◆ Problem ◆
Copy every row below in full, adding 97 to each bounding-box pixel coordinate in the answers and leaving all other numbers unchanged. Omit the pictures.

# Supplied entries start

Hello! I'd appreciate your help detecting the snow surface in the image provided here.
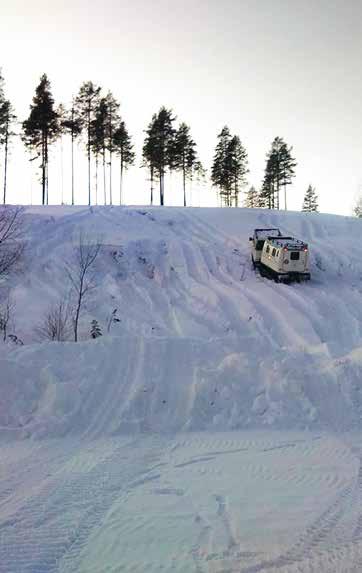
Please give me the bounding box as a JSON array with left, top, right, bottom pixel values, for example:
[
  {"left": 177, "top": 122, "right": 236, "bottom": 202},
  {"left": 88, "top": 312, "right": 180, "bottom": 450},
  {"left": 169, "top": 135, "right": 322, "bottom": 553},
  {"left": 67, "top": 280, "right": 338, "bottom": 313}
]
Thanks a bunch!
[{"left": 0, "top": 207, "right": 362, "bottom": 573}]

# Supplied entries end

◆ Solution to the problem ◆
Hello! I'd appreciate your help detecting the snow surface in the image provided here.
Please give me the bounding box as a JSON array with left, top, right, bottom pixel values, for example:
[
  {"left": 177, "top": 122, "right": 236, "bottom": 202},
  {"left": 88, "top": 312, "right": 180, "bottom": 450},
  {"left": 169, "top": 135, "right": 322, "bottom": 553},
  {"left": 67, "top": 280, "right": 338, "bottom": 313}
]
Thanks a bunch!
[{"left": 97, "top": 304, "right": 459, "bottom": 670}]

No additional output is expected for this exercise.